▶ Reading text:

══════════════════════════════

In case you haven’t been paying attention all summer long, real estate across much of the province has made a COVID comeback — and then some.
Both July and August have set records for sales and pricing in the cottage country region, as pent-up buyer demand from the spring spilled over into the summer months.
But as September arrives, and with it, the end of summer, many interested in Muskoka real estate are left wondering: What comes next?
I think it’s going to go one of two ways,” says Ross Halloran, Broker at Sotheby’s International Realty. “Essentially, it’s the pragmatic approach vs the Pollyanna outlook.”
Halloran, who has been a top agent in the Muskoka region — as well as in Haliburton and in The Kawarthas — for years now, leads a team of nine agents who have now seen one of their busiest summers on record. Something Halloran certainly wasn’t expecting back in March when he went to his team and told them, “Listen, this is going to be a brutal summer.”
It has turned out, of course, to be very far from brutal (unless you’ve been looking for a last-minute rental property) for many in the region, particularly sellers. Buyers, however, have had some troubles, simply given the lack of inventory available.
On Muskoka’s ‘Big 3’ lakes — Joseph, Rosseau, and Muskoka — there are a limited number of properties to begin with. Lake Jo has somewhere in the neighbourhood of 1,200 cottages, Lake Rosseau another 1,400 or so, and Lake Muskoka, by far the largest of the three, has approximately 4,400 properties to choose from. Over all, that’s little more than 7,000 cottages, only a fraction of which will be for sale at any given time. As Halloran points out, a popular expression in the region is “God isn’t making any more waterfront.”
Add to the equation an earth-stopping (or at least travel-stopping) pandemic, and demand has surged to an all-time high.
But what exactly does that mean for the fall, winter, and into the spring and summer of 2021? Well, two paths seem to have diverged in a (Muskoka) wood, and the market is still deciding which one it will choose…
Pragmatic Approach: Balance Yourself
With the onset of COVID-19 and the travel restrictions that quickly followed, many sellers who were prepared to list their property in the spring settled back into their cottage for one more year, according to Halloran. It was a perfect place for people to bring their families during the initial stages of the pandemic.
But now, as summer comes to an end, the old question of selling their property raises its head once again. And with market demand raising prices to an all-time high, the chance to sell may be even harder to pass up for those who were already planning to do so before COVID came along.
“Of course, so much depends on a second wave,” Halloran admits. If a second wave occurs this fall, more and more people will continue to be affected by job losses and the end of government subsidies, and will find themselves facing an unsteady economy; many could be forced to choose between keeping a house in the city or keeping a recreational property rather than holding onto both.
If more and more cottagers side with the city after enjoying a final hurrah with their Muskoka property this summer, a high number of cottages could hit the market quickly in the fall. Combine this with the potential for buyers to back off if a second wave arrives, choosing to see how the economy plays out, and the chances for a balanced market certainly seem feasible at this point.
Pollyanna Outlook: Muskoka Sells Itself
The influx of people that rushed to secure a Muskoka experience this summer — either through buying or renting — will, simply put, fall in love with the region.
“The weather has been amazing up here this summer,” says Halloran. “For many, this summer was like an immersive trial experience.”

══════════════════════════════

▶ About this exercise: From the Muskoka real estate article, list the lakes it calls Muskoka's 'Big 3', each with the approximate number of cottages or properties it gives. The lines that follow have nothing to do with the Muskoka real estate article.

══════════════════════════════

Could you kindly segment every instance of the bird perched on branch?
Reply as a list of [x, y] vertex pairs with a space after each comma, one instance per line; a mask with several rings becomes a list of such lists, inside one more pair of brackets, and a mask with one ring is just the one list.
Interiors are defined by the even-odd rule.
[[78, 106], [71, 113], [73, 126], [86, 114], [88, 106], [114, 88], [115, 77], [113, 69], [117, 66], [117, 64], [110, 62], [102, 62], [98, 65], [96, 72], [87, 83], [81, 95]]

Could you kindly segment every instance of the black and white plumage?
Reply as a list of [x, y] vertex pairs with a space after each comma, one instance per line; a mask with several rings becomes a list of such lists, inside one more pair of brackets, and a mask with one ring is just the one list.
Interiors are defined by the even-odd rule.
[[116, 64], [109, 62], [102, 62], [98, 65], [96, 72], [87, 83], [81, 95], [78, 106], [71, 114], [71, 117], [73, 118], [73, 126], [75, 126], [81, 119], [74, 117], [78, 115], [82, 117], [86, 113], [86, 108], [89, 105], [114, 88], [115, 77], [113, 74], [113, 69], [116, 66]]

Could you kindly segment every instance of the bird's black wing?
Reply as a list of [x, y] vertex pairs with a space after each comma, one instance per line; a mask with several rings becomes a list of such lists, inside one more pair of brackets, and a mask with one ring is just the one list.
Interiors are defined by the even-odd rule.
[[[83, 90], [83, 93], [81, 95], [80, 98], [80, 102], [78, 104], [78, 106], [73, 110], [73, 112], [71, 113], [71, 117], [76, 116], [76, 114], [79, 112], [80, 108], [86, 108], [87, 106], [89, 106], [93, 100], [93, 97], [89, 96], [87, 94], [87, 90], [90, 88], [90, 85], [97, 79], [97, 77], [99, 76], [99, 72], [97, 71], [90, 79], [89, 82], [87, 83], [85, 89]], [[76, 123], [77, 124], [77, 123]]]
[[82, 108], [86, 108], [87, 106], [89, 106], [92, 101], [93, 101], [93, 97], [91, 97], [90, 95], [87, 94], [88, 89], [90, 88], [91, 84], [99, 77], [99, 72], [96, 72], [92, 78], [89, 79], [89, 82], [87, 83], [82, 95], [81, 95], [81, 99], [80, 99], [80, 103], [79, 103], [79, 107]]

══════════════════════════════

▶ Output:
- Lake Joseph (Lake Jo): about 1,200 cottages
- Lake Rosseau: about 1,400
- Lake Muskoka: approximately 4,400 properties